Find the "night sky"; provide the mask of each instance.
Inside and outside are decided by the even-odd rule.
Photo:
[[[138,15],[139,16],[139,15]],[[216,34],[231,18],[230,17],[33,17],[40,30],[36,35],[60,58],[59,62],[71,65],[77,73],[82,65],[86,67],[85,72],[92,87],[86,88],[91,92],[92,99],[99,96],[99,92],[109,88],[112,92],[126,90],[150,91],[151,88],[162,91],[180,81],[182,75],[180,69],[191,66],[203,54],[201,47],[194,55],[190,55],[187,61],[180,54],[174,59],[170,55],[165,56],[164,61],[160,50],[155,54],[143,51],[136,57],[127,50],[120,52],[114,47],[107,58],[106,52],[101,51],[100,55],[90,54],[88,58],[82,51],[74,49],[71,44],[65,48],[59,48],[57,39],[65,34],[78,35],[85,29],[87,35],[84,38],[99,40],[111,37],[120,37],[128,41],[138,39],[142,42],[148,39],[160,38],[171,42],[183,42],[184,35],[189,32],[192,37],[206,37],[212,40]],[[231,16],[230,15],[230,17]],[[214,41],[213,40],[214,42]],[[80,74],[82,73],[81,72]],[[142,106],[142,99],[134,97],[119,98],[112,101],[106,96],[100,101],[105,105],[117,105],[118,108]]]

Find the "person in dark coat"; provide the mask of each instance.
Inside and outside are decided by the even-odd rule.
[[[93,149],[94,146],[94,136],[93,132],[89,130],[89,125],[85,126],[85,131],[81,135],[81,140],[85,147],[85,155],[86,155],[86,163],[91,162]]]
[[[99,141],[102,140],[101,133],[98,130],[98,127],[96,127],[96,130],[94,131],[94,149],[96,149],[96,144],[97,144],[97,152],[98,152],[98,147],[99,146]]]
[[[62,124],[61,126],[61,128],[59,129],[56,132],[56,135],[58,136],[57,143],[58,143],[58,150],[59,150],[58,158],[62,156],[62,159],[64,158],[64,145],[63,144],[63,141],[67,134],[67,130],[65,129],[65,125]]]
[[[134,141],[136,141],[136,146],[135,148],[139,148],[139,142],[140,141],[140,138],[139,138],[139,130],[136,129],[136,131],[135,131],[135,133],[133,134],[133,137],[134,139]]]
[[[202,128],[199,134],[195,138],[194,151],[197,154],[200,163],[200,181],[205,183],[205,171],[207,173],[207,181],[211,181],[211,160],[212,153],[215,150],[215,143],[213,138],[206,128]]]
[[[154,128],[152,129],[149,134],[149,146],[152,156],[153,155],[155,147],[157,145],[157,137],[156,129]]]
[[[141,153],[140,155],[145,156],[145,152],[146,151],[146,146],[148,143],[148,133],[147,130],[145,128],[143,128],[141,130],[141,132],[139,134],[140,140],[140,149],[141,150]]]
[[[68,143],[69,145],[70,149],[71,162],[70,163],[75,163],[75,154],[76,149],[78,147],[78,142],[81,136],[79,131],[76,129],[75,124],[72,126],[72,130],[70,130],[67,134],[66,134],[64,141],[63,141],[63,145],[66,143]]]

——————————

Exercise task:
Each entry above is to be quoted exactly.

Exercise output:
Find the "night sky"; provide the mask of each instance.
Inside and outside are decided by the even-odd rule.
Photo:
[[[138,15],[139,16],[139,15]],[[216,34],[231,18],[230,17],[33,17],[40,30],[36,35],[60,58],[59,62],[71,65],[77,73],[82,65],[86,67],[85,72],[92,87],[86,88],[91,92],[92,99],[99,96],[99,92],[109,88],[112,92],[126,90],[150,91],[151,88],[162,91],[180,81],[182,75],[180,69],[191,66],[203,54],[201,47],[194,55],[190,55],[187,61],[180,54],[174,59],[170,55],[165,56],[164,61],[160,50],[155,54],[143,51],[136,57],[127,50],[120,52],[114,47],[107,58],[106,52],[101,51],[100,55],[90,54],[88,58],[82,51],[74,49],[71,44],[65,48],[59,48],[57,39],[65,34],[78,35],[85,29],[87,35],[84,38],[99,40],[111,37],[120,37],[128,41],[138,39],[142,42],[148,39],[160,38],[171,42],[183,42],[184,35],[189,32],[192,37],[206,37],[212,40]],[[231,16],[230,15],[230,17]],[[214,41],[213,40],[214,42]],[[80,74],[82,73],[81,72]],[[142,106],[142,99],[134,97],[119,98],[112,101],[106,96],[100,101],[105,105],[117,105],[118,108]]]

Find the "person in dark coat"; provide the mask of each instance.
Inside and outside are decided by the even-odd rule.
[[[93,149],[94,146],[94,136],[93,132],[89,130],[89,125],[85,126],[85,131],[81,135],[81,140],[85,147],[85,155],[86,155],[86,163],[91,162]]]
[[[99,141],[102,140],[101,133],[98,130],[98,127],[96,127],[96,130],[94,131],[94,149],[96,149],[96,144],[97,144],[97,152],[98,152],[98,147],[99,146]]]
[[[62,124],[61,126],[61,128],[59,129],[56,132],[56,135],[58,136],[57,143],[58,143],[58,150],[59,150],[58,158],[62,156],[62,159],[64,158],[64,145],[63,144],[63,141],[67,134],[67,130],[65,129],[65,125]]]
[[[134,141],[136,141],[136,146],[135,148],[139,148],[139,142],[140,141],[140,138],[139,138],[139,130],[136,129],[136,131],[135,131],[135,133],[133,134],[133,137],[134,139]]]
[[[202,128],[199,134],[195,138],[194,151],[197,154],[200,163],[200,181],[205,183],[205,171],[207,173],[207,181],[211,181],[211,160],[212,153],[215,150],[215,143],[213,138],[206,128]]]
[[[154,128],[152,129],[149,134],[149,146],[152,156],[153,155],[155,147],[157,145],[157,137],[156,129]]]
[[[141,153],[140,155],[145,156],[145,152],[146,151],[146,146],[148,143],[148,133],[147,130],[145,128],[143,128],[141,130],[141,132],[139,134],[140,140],[140,149],[141,150]]]
[[[68,143],[69,145],[70,149],[71,162],[70,163],[75,163],[75,154],[76,149],[78,147],[78,142],[81,136],[79,131],[76,129],[75,124],[72,126],[72,130],[70,130],[67,134],[66,134],[64,141],[63,141],[63,145],[66,143]]]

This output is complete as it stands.